- [Written task A]:
From the listing after the article, extract every line that contains the string "lower".

- [Text extract]:

- - -

A North East finance expert is urging people who’ve made money from cryptocurrencies to get their tax affairs in order as HMRC steps up efforts to identify undeclared ‘cryptogains’.
Chris Moir, associate director and head of personal tax at RMT Accountants & Business Advisors, was speaking as HMRC begins automatically collecting information on all users of cryptocurrency exchanges, the online marketplaces that allows users to buy, sell and trade cryptocurrencies for both other digital assets and traditional currencies.
The change follows the UK’s adoption of the Crypto-Asset Reporting Framework (CARF) at the start of the year, which will lead to the automatic international exchange of data among tax authorities and which is expected to raise up to £315 million in extra tax revenue by 2030.
Research by the Financial Conduct Authority on consumer attitudes and behaviours towards crypto found that one in eight UK adults now own such assets, with the average value of their holdings being over £1,800.
HMRC has also been increasing its investigations into whether people are paying all the tax due on gains made through crypto trading in recent months, so that any potential shortfalls can be identified and pursued.
Growing numbers of HMRC ‘nudge letters’ have been sent to individuals that it believes could be under-reporting or not reporting what they’ve earned in this way, with a view to encouraging voluntary disclosures before a formal investigation begins.

- - -

- [Written task B]:
Answer these questions using the crypto tax article:
(i) What positions does Chris Moir hold at RMT Accountants & Business Advisors?
(ii) How much extra tax revenue is the Crypto-Asset Reporting Framework expected to raise by 2030?
(iii) According to Financial Conduct Authority research, what proportion of UK adults now own crypto assets?

- [Coordinate annotation records]:
- - -

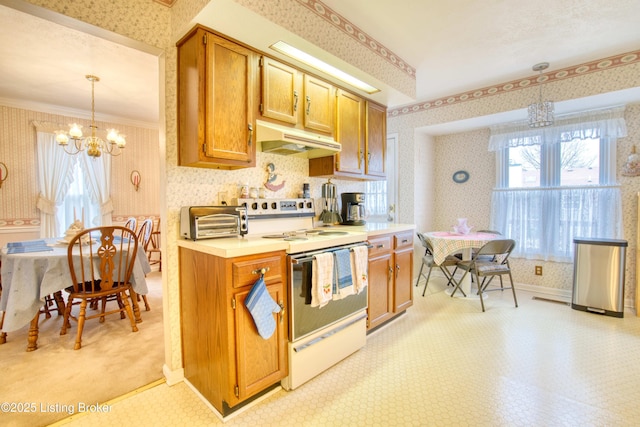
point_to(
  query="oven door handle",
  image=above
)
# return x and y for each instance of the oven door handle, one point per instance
(303, 259)
(306, 345)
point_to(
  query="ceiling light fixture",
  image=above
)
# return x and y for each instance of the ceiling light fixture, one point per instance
(94, 145)
(320, 65)
(541, 112)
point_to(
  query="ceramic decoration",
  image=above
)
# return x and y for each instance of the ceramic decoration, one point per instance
(462, 227)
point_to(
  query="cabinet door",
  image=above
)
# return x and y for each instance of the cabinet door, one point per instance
(349, 132)
(229, 119)
(376, 140)
(402, 288)
(380, 296)
(318, 105)
(260, 362)
(280, 96)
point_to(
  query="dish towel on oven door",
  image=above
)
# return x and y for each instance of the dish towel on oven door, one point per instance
(322, 280)
(360, 262)
(344, 281)
(262, 306)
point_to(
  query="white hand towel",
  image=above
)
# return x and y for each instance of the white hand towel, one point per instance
(344, 274)
(359, 267)
(322, 280)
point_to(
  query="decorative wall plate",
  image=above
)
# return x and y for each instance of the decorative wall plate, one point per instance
(460, 176)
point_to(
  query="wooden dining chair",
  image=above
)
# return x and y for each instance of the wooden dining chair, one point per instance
(490, 261)
(144, 238)
(100, 260)
(153, 248)
(3, 335)
(131, 224)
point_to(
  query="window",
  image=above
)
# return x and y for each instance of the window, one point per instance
(570, 163)
(77, 203)
(375, 200)
(557, 183)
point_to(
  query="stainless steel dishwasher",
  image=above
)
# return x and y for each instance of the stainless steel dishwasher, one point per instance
(598, 276)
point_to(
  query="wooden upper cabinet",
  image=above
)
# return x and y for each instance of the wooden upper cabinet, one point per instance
(349, 132)
(216, 90)
(280, 94)
(375, 141)
(292, 97)
(319, 98)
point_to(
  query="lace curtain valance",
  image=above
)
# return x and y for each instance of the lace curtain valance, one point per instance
(590, 124)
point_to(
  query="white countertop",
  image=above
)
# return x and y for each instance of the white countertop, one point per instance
(229, 247)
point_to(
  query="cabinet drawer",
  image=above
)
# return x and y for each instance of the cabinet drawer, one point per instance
(380, 245)
(246, 272)
(403, 240)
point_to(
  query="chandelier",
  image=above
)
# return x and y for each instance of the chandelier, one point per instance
(94, 145)
(541, 112)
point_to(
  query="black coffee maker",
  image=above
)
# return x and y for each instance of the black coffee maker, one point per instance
(353, 211)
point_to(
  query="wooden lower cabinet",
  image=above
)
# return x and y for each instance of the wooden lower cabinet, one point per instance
(390, 277)
(380, 304)
(224, 357)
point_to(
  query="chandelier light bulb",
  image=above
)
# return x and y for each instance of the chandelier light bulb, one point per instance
(75, 130)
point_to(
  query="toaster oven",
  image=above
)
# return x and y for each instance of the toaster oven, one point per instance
(210, 222)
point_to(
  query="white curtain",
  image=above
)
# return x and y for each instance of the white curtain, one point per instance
(595, 124)
(523, 215)
(544, 220)
(98, 177)
(55, 175)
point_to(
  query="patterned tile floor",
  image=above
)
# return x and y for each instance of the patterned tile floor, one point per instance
(445, 363)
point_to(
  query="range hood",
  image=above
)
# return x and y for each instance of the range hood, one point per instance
(286, 141)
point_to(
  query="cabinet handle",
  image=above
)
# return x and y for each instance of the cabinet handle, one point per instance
(260, 271)
(281, 304)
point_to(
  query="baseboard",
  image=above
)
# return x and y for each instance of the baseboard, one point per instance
(173, 377)
(563, 295)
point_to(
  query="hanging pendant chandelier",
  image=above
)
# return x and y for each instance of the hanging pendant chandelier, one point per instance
(541, 113)
(95, 146)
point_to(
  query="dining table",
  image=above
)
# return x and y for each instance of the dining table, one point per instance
(29, 276)
(446, 243)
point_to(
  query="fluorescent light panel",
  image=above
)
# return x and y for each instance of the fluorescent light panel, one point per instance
(316, 63)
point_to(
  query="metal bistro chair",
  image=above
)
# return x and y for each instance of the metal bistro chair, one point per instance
(98, 270)
(427, 260)
(490, 261)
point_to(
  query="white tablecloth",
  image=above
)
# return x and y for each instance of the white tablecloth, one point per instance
(27, 278)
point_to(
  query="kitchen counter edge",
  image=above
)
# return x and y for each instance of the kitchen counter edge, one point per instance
(249, 245)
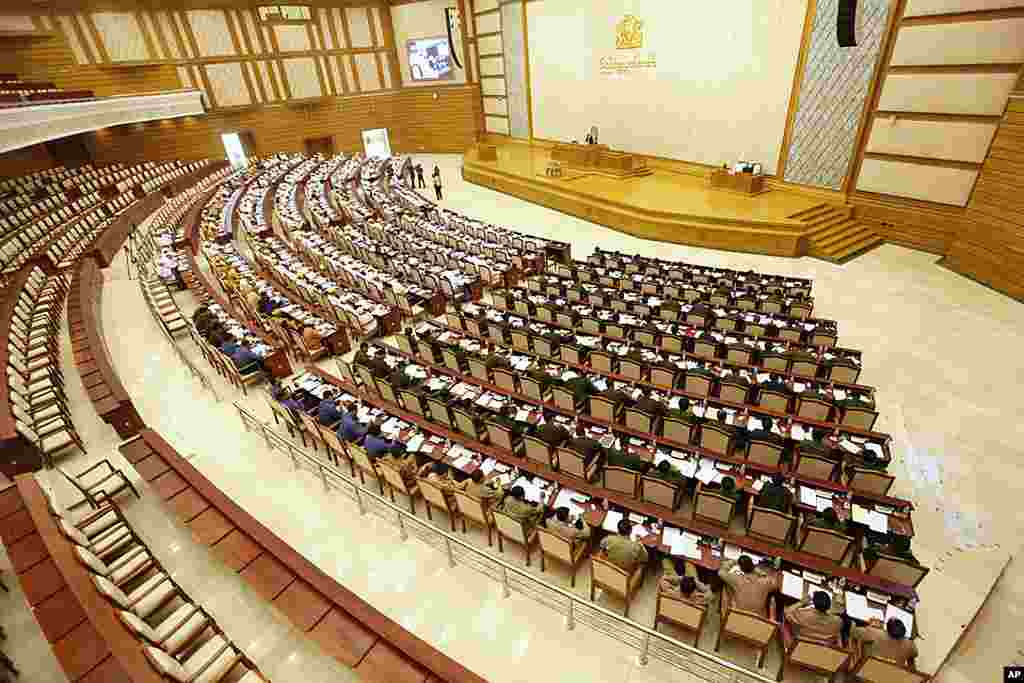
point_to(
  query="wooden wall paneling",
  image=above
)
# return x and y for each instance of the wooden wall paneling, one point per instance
(871, 101)
(151, 45)
(90, 26)
(798, 80)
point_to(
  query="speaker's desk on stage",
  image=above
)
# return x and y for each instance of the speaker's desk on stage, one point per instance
(748, 183)
(598, 157)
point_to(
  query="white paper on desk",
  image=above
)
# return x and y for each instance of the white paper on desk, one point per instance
(611, 520)
(892, 611)
(808, 496)
(793, 586)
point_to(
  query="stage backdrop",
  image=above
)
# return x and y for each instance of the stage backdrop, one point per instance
(707, 82)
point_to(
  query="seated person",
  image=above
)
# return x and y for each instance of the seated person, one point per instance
(827, 519)
(666, 471)
(516, 506)
(560, 524)
(889, 642)
(774, 495)
(622, 551)
(378, 445)
(651, 407)
(585, 445)
(363, 355)
(751, 586)
(553, 433)
(350, 429)
(247, 360)
(681, 579)
(811, 619)
(328, 413)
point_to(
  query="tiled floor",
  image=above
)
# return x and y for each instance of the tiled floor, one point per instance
(940, 349)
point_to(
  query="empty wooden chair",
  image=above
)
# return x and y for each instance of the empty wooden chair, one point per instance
(770, 525)
(825, 543)
(713, 507)
(869, 481)
(621, 479)
(682, 613)
(614, 580)
(517, 531)
(747, 627)
(562, 550)
(879, 670)
(809, 654)
(659, 492)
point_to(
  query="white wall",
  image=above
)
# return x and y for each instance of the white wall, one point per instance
(720, 91)
(423, 19)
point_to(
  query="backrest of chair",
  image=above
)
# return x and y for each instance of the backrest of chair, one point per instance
(898, 570)
(602, 409)
(818, 656)
(538, 451)
(715, 438)
(609, 575)
(505, 379)
(433, 493)
(555, 546)
(870, 481)
(677, 430)
(813, 409)
(825, 543)
(714, 507)
(470, 507)
(663, 377)
(764, 453)
(563, 398)
(878, 670)
(770, 524)
(657, 492)
(814, 467)
(464, 422)
(752, 628)
(570, 462)
(622, 479)
(392, 477)
(438, 411)
(501, 435)
(510, 527)
(862, 418)
(680, 611)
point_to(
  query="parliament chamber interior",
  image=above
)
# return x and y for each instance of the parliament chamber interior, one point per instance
(496, 340)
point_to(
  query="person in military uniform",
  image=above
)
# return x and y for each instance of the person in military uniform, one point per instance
(750, 586)
(811, 619)
(623, 551)
(889, 641)
(516, 506)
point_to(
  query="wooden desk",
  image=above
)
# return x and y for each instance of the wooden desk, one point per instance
(110, 398)
(345, 626)
(86, 637)
(747, 183)
(805, 560)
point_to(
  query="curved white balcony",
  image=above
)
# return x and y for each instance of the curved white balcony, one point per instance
(32, 124)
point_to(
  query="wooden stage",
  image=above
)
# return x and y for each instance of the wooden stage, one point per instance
(665, 205)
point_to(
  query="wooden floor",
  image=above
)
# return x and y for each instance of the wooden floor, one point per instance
(666, 205)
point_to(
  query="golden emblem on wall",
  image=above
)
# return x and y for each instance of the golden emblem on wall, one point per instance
(629, 33)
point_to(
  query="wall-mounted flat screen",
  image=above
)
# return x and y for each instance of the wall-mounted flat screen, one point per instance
(429, 58)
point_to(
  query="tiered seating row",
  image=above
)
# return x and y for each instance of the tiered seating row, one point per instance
(98, 594)
(339, 621)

- - -

- [Correct result A]:
  query="wooden lower cabinet",
# return x and y for each instance of the wooden lower cabinet, one point per instance

- [Correct result B]:
(i) Associate director and head of personal tax.
(ii) Up to £315 million.
(iii) One in eight.